● **EXERCISE**
Using the entries below, output exactly the line containing "Query: front grille" and all lines that follow it to the end.
*** Opening of RECORDS PROVIDED ***
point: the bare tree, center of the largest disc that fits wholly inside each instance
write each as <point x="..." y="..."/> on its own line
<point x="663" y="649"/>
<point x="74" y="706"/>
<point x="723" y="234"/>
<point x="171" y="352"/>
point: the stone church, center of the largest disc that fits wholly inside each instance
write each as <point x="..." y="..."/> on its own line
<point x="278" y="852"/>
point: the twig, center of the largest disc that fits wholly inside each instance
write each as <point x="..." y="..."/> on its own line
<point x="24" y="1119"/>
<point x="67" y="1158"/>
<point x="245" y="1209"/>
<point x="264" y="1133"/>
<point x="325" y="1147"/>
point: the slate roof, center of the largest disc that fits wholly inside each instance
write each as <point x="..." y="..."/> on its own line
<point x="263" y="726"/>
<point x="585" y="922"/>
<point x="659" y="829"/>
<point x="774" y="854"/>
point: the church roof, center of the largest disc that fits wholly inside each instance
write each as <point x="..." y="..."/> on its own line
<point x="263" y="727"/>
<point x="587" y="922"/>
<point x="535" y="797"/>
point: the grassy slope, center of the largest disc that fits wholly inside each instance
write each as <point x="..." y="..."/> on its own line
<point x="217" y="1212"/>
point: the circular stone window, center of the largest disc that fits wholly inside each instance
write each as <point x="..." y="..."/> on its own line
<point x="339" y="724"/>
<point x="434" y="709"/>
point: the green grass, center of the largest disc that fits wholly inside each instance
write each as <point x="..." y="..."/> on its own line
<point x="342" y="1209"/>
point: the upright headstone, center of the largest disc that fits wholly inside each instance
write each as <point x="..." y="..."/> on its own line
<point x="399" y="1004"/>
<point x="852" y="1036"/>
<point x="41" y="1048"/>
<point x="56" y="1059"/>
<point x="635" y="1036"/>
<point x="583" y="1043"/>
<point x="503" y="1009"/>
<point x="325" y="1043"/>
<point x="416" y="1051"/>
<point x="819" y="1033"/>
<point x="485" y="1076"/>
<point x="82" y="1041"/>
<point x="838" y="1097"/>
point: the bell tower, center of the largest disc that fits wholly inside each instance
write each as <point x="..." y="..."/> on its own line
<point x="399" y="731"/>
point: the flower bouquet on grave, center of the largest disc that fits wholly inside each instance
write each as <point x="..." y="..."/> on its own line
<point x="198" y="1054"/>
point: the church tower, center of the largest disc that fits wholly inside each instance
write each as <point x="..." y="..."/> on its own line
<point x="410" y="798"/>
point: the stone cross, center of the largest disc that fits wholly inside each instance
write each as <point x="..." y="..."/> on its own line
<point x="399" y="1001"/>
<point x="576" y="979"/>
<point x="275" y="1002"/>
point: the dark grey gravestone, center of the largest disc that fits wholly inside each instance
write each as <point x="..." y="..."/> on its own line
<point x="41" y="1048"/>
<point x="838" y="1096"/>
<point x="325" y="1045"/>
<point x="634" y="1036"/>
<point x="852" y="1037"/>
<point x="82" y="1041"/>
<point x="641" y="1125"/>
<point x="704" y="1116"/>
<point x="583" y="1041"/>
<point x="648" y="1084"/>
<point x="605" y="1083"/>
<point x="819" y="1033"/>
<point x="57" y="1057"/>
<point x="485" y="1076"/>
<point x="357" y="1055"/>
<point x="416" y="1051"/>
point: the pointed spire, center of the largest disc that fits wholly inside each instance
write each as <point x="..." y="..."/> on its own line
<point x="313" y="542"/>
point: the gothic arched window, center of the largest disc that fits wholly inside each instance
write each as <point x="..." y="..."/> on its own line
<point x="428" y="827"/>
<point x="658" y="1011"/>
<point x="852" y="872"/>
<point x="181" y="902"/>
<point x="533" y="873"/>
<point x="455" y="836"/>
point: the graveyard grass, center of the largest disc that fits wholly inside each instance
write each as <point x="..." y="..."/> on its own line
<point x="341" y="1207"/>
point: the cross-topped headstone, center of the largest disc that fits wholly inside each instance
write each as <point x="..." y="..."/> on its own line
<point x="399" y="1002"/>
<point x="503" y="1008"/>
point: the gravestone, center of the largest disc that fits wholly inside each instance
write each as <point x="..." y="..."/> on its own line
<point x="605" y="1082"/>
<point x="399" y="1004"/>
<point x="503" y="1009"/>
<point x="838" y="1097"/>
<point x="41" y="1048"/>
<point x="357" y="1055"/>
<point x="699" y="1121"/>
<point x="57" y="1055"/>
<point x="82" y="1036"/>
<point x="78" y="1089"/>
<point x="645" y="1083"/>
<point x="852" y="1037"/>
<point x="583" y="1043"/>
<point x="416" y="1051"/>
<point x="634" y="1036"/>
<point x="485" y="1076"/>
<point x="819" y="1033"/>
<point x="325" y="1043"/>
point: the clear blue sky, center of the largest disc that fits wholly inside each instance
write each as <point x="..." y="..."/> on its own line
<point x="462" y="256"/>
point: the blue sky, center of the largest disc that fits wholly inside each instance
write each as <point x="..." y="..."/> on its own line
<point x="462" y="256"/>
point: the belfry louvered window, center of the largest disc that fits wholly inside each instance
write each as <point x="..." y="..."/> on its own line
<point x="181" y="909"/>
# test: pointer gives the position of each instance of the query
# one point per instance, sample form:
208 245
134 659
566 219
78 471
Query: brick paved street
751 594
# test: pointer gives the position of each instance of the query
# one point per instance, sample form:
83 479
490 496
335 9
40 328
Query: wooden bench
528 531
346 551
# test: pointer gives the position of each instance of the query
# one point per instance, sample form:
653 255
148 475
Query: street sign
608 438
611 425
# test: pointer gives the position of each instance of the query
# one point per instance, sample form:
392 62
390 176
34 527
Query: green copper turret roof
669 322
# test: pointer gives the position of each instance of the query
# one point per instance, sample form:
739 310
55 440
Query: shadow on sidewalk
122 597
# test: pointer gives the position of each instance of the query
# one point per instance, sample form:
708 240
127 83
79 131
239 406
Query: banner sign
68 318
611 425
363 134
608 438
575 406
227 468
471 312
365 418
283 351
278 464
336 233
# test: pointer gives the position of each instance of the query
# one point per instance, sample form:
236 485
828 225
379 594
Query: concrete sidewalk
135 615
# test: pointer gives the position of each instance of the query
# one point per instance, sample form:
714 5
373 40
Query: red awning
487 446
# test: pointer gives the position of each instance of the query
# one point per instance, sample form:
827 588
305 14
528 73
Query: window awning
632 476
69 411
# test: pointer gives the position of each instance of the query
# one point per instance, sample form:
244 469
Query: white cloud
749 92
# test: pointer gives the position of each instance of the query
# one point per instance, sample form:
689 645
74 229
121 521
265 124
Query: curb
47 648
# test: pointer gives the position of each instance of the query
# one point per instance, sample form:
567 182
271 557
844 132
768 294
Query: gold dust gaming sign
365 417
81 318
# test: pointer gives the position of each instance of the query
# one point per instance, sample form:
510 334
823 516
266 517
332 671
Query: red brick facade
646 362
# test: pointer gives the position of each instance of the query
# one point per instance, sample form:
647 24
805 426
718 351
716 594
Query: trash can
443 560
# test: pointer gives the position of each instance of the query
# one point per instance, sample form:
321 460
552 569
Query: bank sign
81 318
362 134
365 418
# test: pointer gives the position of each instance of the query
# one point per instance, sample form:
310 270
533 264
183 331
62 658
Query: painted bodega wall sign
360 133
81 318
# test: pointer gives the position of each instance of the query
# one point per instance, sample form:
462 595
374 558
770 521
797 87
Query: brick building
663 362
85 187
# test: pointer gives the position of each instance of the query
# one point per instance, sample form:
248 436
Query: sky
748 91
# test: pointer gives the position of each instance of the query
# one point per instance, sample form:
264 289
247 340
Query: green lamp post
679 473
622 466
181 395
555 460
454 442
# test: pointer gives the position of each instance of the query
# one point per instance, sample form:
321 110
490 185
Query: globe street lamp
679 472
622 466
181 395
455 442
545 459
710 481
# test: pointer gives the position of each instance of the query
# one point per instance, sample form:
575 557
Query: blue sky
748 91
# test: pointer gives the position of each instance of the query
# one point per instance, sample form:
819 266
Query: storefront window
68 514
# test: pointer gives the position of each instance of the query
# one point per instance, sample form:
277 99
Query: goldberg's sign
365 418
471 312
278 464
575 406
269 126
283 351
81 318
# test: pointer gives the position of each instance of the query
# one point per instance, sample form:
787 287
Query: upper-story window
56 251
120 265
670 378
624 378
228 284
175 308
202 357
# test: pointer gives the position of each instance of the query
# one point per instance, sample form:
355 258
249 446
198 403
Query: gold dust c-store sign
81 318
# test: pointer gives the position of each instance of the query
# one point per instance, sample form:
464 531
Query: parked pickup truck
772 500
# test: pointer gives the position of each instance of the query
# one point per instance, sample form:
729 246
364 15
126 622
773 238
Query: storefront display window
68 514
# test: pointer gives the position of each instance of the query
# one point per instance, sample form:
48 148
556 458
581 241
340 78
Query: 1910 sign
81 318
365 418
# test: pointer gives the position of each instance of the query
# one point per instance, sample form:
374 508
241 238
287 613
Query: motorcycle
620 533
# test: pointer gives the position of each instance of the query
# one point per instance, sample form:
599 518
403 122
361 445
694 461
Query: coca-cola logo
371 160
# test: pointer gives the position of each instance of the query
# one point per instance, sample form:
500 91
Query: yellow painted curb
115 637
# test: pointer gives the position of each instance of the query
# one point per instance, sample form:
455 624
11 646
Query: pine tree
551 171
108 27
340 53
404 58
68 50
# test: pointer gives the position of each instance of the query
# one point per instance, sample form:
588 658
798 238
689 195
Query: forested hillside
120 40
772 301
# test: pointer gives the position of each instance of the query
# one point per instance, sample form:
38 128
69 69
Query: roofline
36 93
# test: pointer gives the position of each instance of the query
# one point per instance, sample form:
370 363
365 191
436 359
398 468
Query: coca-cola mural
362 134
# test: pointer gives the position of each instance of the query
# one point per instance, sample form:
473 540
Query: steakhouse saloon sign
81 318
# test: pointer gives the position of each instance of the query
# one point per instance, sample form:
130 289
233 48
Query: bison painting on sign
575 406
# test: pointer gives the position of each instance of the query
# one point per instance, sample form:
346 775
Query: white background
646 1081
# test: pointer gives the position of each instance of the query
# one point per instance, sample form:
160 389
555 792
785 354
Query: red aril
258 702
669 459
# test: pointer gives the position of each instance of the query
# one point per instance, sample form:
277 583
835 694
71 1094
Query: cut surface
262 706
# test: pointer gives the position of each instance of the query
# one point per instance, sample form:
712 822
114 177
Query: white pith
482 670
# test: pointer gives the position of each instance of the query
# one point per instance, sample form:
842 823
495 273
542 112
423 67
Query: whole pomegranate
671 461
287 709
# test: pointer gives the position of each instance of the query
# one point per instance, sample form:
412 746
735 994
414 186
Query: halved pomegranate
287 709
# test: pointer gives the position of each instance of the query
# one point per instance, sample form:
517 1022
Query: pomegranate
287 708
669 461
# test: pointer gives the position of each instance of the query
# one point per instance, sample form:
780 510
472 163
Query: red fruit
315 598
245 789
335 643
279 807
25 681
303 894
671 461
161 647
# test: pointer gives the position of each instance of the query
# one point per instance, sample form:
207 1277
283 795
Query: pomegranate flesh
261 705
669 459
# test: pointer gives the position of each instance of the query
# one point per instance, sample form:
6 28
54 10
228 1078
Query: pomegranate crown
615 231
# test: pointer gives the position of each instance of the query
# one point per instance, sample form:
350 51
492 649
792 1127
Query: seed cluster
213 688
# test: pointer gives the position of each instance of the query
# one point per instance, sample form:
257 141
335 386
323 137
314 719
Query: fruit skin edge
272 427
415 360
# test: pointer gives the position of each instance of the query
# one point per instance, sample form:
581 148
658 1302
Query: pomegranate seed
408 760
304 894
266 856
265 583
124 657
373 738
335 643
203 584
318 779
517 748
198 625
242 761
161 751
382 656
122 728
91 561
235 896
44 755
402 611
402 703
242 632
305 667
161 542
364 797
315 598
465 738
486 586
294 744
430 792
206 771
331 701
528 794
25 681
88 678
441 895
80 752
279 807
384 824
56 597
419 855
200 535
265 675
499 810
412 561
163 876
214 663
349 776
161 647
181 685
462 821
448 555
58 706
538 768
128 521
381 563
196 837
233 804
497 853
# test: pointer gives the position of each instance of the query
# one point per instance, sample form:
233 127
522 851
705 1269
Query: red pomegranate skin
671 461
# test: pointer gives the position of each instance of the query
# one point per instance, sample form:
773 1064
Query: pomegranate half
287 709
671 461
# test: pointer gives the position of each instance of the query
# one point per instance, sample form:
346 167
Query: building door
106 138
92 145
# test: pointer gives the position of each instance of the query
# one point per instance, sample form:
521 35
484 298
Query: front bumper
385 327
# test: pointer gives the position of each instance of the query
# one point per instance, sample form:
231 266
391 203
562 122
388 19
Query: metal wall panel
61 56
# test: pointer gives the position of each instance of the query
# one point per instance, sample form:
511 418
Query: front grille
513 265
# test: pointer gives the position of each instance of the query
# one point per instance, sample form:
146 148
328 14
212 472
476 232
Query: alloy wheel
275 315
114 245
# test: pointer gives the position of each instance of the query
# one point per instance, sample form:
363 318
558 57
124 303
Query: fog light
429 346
*** Close of RECORDS PROVIDED ***
● **RESPONSE TO THIS TASK**
Query: front grille
513 265
# test: pointer gives the position of each instance of the query
# one point per instance, sample form:
146 148
328 14
212 472
476 232
Query: alloy wheel
275 315
114 245
# test: pointer gives the position of each instance of the query
# one point per instance, sample form:
363 318
558 57
124 303
Query: fog light
429 346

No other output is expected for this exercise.